» **EXERCISE DETAILS**
Reproduce everything from the row containing "Tag every instance of the blurred" down to the last of the rows below, switching "vegetation" for "foliage" and leaving all else unchanged. Omit the pictures from your answer.

══════════

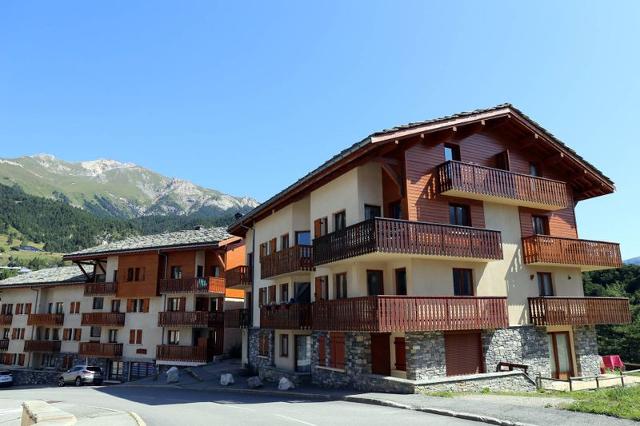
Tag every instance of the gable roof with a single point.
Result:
(410, 129)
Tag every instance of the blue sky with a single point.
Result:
(246, 97)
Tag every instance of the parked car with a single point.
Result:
(6, 378)
(80, 375)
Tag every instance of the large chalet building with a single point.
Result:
(430, 250)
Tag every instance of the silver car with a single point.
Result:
(80, 375)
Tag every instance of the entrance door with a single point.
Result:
(380, 354)
(560, 354)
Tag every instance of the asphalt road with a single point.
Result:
(186, 407)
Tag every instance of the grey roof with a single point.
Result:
(192, 237)
(61, 274)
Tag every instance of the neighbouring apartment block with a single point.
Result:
(127, 306)
(427, 251)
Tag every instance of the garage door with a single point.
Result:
(463, 353)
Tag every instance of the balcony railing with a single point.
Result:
(292, 259)
(181, 353)
(236, 318)
(201, 319)
(407, 237)
(100, 289)
(240, 276)
(294, 316)
(103, 319)
(410, 313)
(579, 310)
(193, 285)
(42, 345)
(100, 350)
(45, 319)
(486, 183)
(570, 251)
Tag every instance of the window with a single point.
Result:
(540, 225)
(98, 302)
(339, 221)
(284, 345)
(375, 283)
(371, 212)
(341, 285)
(459, 215)
(174, 337)
(462, 282)
(545, 284)
(401, 282)
(451, 152)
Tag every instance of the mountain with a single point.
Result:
(110, 188)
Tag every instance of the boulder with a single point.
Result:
(285, 384)
(226, 379)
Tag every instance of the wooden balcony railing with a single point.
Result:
(45, 319)
(407, 237)
(193, 285)
(103, 319)
(570, 251)
(292, 259)
(410, 313)
(100, 350)
(236, 318)
(42, 345)
(181, 353)
(100, 289)
(579, 310)
(201, 319)
(487, 183)
(294, 316)
(240, 276)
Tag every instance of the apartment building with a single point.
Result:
(128, 306)
(428, 251)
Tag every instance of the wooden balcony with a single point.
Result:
(42, 345)
(407, 237)
(240, 277)
(100, 289)
(100, 350)
(237, 318)
(193, 285)
(45, 319)
(589, 255)
(410, 313)
(190, 354)
(199, 319)
(579, 310)
(294, 316)
(500, 186)
(114, 319)
(294, 259)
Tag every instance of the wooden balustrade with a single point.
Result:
(42, 345)
(410, 313)
(571, 251)
(293, 316)
(100, 350)
(181, 353)
(202, 319)
(237, 318)
(407, 237)
(579, 310)
(240, 276)
(103, 319)
(292, 259)
(45, 319)
(193, 285)
(100, 289)
(486, 183)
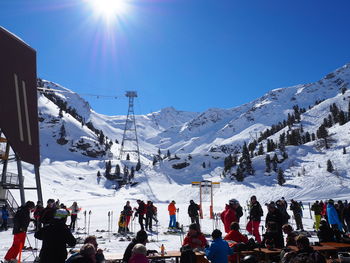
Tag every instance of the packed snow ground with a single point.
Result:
(70, 176)
(60, 181)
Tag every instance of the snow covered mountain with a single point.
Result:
(219, 131)
(284, 126)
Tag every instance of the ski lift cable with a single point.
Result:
(49, 90)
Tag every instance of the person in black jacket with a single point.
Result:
(55, 237)
(127, 210)
(141, 238)
(296, 208)
(193, 209)
(140, 212)
(239, 212)
(150, 212)
(255, 214)
(48, 213)
(325, 233)
(275, 216)
(86, 255)
(20, 224)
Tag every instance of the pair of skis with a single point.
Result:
(87, 227)
(110, 224)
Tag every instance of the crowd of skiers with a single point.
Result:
(332, 220)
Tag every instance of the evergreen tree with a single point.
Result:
(62, 136)
(117, 170)
(246, 161)
(251, 148)
(330, 166)
(126, 172)
(280, 177)
(274, 162)
(322, 133)
(234, 160)
(62, 131)
(138, 166)
(313, 137)
(154, 160)
(307, 137)
(284, 155)
(228, 163)
(261, 149)
(239, 174)
(60, 113)
(268, 163)
(108, 168)
(101, 138)
(132, 172)
(341, 117)
(330, 121)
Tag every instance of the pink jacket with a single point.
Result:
(138, 258)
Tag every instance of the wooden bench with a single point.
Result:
(116, 257)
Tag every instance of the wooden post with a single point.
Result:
(211, 202)
(200, 201)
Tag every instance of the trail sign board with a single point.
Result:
(18, 97)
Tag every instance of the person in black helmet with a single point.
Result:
(20, 224)
(193, 209)
(249, 259)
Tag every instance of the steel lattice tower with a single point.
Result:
(130, 133)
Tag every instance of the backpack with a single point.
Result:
(314, 257)
(187, 255)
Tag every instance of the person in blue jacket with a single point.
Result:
(332, 214)
(219, 249)
(5, 217)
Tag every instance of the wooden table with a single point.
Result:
(115, 258)
(336, 245)
(268, 253)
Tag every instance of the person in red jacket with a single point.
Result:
(235, 235)
(172, 214)
(194, 238)
(229, 214)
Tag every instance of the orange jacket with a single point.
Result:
(172, 209)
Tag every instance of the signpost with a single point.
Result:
(19, 106)
(206, 187)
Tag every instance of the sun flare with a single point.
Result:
(109, 9)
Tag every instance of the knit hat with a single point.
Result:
(233, 202)
(61, 214)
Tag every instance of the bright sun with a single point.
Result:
(109, 9)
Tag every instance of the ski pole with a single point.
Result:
(89, 222)
(111, 221)
(85, 221)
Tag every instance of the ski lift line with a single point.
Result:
(80, 94)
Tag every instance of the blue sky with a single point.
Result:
(189, 54)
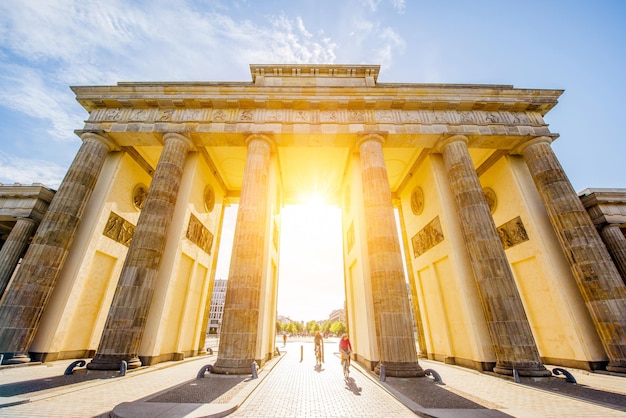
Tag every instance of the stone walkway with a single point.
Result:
(289, 387)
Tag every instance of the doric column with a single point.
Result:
(615, 242)
(126, 319)
(392, 314)
(21, 308)
(238, 337)
(599, 282)
(13, 248)
(508, 325)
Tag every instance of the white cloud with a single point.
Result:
(28, 171)
(372, 5)
(398, 5)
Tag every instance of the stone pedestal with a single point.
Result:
(126, 320)
(238, 337)
(21, 308)
(13, 248)
(508, 325)
(392, 314)
(599, 282)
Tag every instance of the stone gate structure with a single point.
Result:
(506, 269)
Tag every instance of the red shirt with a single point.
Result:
(345, 344)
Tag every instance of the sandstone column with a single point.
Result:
(508, 325)
(21, 309)
(238, 338)
(126, 320)
(392, 314)
(615, 242)
(13, 248)
(599, 282)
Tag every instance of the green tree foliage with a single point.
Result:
(338, 328)
(326, 326)
(291, 328)
(312, 326)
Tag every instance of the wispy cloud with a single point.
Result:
(37, 171)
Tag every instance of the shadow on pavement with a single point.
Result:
(352, 386)
(560, 386)
(37, 385)
(426, 393)
(214, 388)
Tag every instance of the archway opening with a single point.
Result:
(311, 278)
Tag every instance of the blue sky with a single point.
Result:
(48, 45)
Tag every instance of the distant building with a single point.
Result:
(338, 315)
(217, 306)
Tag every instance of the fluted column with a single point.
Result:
(238, 337)
(392, 314)
(615, 242)
(126, 320)
(599, 281)
(13, 248)
(21, 308)
(508, 325)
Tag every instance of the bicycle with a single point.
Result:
(318, 355)
(346, 363)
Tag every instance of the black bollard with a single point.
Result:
(123, 368)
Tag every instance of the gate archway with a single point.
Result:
(123, 262)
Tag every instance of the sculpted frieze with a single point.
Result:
(427, 238)
(512, 233)
(335, 116)
(199, 234)
(119, 229)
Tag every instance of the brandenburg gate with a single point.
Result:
(504, 268)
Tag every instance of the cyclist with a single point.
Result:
(345, 348)
(318, 342)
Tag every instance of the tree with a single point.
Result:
(338, 328)
(291, 328)
(326, 326)
(312, 326)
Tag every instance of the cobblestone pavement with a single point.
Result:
(289, 387)
(300, 389)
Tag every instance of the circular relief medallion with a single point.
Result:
(140, 192)
(417, 200)
(490, 196)
(209, 198)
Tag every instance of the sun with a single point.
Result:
(314, 200)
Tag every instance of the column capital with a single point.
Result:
(370, 136)
(444, 141)
(261, 136)
(27, 219)
(175, 135)
(104, 139)
(519, 150)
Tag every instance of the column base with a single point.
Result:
(401, 369)
(233, 366)
(16, 358)
(616, 367)
(523, 370)
(113, 362)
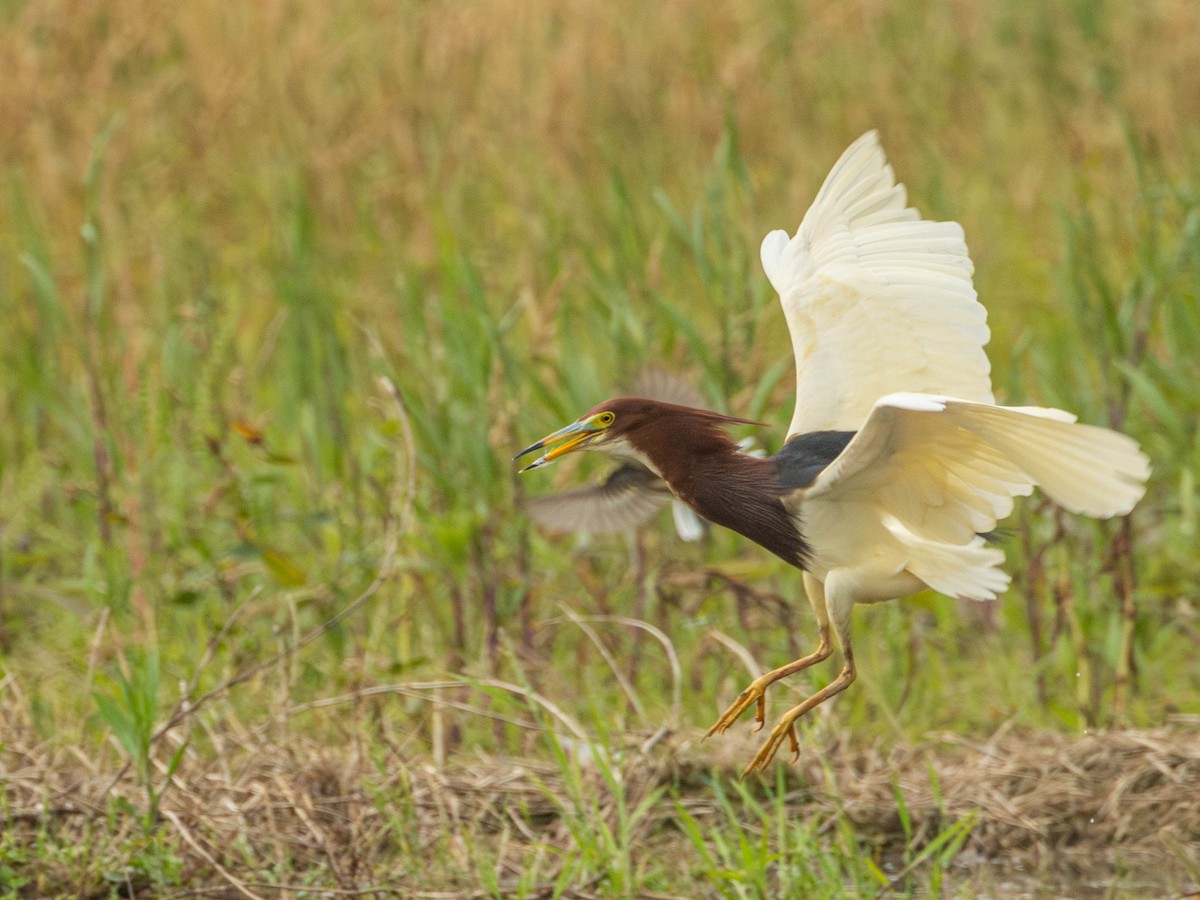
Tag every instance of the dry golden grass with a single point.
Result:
(1049, 809)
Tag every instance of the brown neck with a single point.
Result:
(705, 469)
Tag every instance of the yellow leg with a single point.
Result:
(786, 725)
(757, 690)
(756, 694)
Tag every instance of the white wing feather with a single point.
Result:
(925, 475)
(948, 469)
(876, 299)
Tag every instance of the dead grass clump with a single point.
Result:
(293, 813)
(1129, 797)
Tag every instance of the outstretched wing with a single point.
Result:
(947, 469)
(876, 299)
(627, 499)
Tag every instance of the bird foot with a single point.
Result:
(756, 694)
(785, 727)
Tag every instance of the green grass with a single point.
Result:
(220, 229)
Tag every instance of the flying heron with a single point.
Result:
(898, 459)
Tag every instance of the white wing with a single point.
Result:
(948, 469)
(876, 299)
(927, 475)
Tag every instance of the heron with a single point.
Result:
(898, 459)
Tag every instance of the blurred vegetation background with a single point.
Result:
(221, 225)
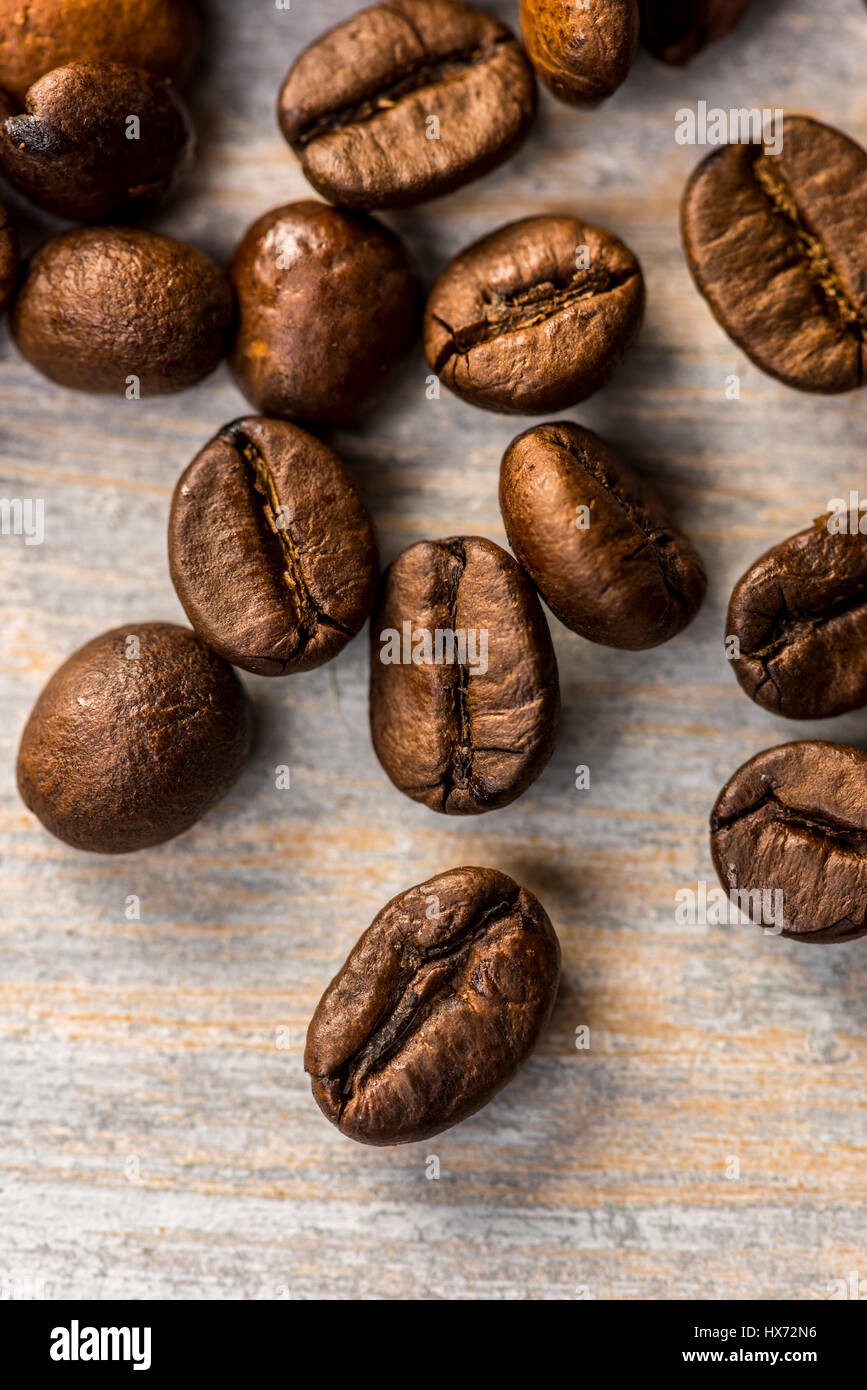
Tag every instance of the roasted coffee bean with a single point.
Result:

══════════

» **COMPLETE ANSWER**
Tag every instance of the blurred foliage background with a single point.
Result:
(221, 225)
Tag every instance of the roasted coffee bean with a single point.
Result:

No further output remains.